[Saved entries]
|---|

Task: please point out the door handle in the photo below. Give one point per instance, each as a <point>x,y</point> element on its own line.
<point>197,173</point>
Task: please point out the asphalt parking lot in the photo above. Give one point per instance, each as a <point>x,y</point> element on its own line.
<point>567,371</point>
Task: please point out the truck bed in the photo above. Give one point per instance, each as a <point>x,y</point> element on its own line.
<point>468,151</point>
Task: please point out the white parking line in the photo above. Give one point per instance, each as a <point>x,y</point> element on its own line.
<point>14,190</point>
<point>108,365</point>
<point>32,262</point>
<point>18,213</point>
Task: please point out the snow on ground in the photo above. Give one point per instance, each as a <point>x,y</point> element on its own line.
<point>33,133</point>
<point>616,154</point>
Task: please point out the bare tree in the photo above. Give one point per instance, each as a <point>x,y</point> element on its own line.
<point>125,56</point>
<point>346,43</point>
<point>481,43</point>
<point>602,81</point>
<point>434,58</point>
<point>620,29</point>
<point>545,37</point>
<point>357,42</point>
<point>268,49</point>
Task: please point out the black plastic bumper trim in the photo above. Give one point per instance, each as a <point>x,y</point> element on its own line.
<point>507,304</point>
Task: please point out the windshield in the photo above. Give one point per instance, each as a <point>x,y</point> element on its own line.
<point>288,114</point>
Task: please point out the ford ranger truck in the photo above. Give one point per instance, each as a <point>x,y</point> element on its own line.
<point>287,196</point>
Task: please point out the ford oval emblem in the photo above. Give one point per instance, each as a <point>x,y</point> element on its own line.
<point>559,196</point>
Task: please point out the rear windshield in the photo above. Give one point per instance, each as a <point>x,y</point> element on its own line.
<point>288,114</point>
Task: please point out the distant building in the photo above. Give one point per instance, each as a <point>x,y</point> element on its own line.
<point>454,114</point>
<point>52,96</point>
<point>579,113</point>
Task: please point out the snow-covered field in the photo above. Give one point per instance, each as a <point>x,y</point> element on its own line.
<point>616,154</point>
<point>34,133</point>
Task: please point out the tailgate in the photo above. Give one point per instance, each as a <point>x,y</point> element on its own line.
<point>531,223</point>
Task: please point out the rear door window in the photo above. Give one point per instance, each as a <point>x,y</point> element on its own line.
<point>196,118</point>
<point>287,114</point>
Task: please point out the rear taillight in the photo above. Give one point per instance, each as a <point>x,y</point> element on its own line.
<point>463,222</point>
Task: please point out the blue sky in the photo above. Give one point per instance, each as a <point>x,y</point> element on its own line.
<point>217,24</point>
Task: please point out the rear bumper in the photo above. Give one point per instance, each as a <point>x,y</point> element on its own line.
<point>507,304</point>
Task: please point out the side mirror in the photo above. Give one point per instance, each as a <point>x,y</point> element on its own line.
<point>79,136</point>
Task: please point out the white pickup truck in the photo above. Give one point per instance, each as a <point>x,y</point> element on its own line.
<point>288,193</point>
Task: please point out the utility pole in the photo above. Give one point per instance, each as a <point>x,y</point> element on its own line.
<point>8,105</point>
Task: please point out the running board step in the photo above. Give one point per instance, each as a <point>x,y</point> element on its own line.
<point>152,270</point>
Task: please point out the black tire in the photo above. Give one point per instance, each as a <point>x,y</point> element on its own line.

|---|

● **Task goal**
Each entry must appear again in the answer exactly as written.

● **Solved problem**
Task: please point out the door handle in the photo below. Give one point per instance, each as a <point>x,y</point> element on its own line.
<point>197,173</point>
Task: please point out the asphalt parking lot in the photo above. Give one point per instance, each as a <point>x,y</point> element on its own line.
<point>567,371</point>
Task: please point out the truck bed in the photo above. Give one point per instance, each as a <point>x,y</point> element on its own line.
<point>468,151</point>
Task: please point out the white parking line in the photo above. Give one point per instance, each as a <point>x,y</point> element on its own line.
<point>14,190</point>
<point>108,365</point>
<point>32,262</point>
<point>18,213</point>
Task: please point out the snow on ground in the photo above. Give one point per instance, each as a <point>x,y</point> element on its own line.
<point>33,133</point>
<point>616,154</point>
Task: please point out the bare tree in the photo above. Give one point per instance, each as a <point>x,y</point> element on its own line.
<point>125,56</point>
<point>346,43</point>
<point>481,43</point>
<point>602,81</point>
<point>434,58</point>
<point>620,29</point>
<point>545,37</point>
<point>357,42</point>
<point>268,49</point>
Task: please point out the black plastic bumper trim in the photo above. Give one point per instance, each as a <point>x,y</point> element on its own line.
<point>507,304</point>
Task: please point out the windshield in the photo above. Give one point per instance, each as a <point>x,y</point> element on its own line.
<point>288,114</point>
Task: please point out the ford ranger truck in the photo above. Give one point per instance, each as a <point>x,y</point> element on its own line.
<point>287,196</point>
Task: please point out the ford oval emblem in the photo above. Give one point per instance, each as a <point>x,y</point> element on its own line.
<point>559,196</point>
Task: please point out the rear windshield in the photo above. Give one point per instance, each as a <point>x,y</point> element on its own line.
<point>288,114</point>
Task: please point out the distant building in the photo above. Give one point per instance, each as a <point>x,y</point> element on its own line.
<point>454,114</point>
<point>52,96</point>
<point>579,113</point>
Task: please point out the snow-covered field in the photo above. Give one point per instance, each as a <point>x,y</point> element on its own line.
<point>616,154</point>
<point>34,133</point>
Task: please point out the tailgate in the photo above. Give one point per instance, each as a <point>x,y</point> element on its own line.
<point>531,223</point>
Task: please point out the rear door window in the photo above. Give one point per instance, each as a <point>x,y</point> element on its own line.
<point>196,118</point>
<point>287,114</point>
Task: please point out the rear taillight in the photo above. Give one point per instance, each as a <point>x,y</point> element on its own line.
<point>463,222</point>
Task: please point out the blue sky in the photo above. Give one point per instance, each as a <point>x,y</point> element on its own line.
<point>217,24</point>
Task: please point out the rear bumper in the photo above. Give one point per instance, each as a <point>x,y</point> element on its own line.
<point>507,304</point>
Task: please point out the side mirror in the photo above. Give one point per instance, each as a <point>x,y</point> element on its own line.
<point>79,136</point>
Task: please point out the white pickup truck in the photo above. Give one point per instance, each as a <point>x,y</point> element on its own line.
<point>288,193</point>
Task: please point out the utility pole in the photo above. Give one point per instance, each as a <point>x,y</point> element on its own line.
<point>8,105</point>
Task: please point out the running board step in the photo above. Give one point per instance, each as a <point>x,y</point> element on its own line.
<point>152,270</point>
Task: please point out the black tire in the photo above. Give one point per instance, each as a <point>x,y</point> element on its own line.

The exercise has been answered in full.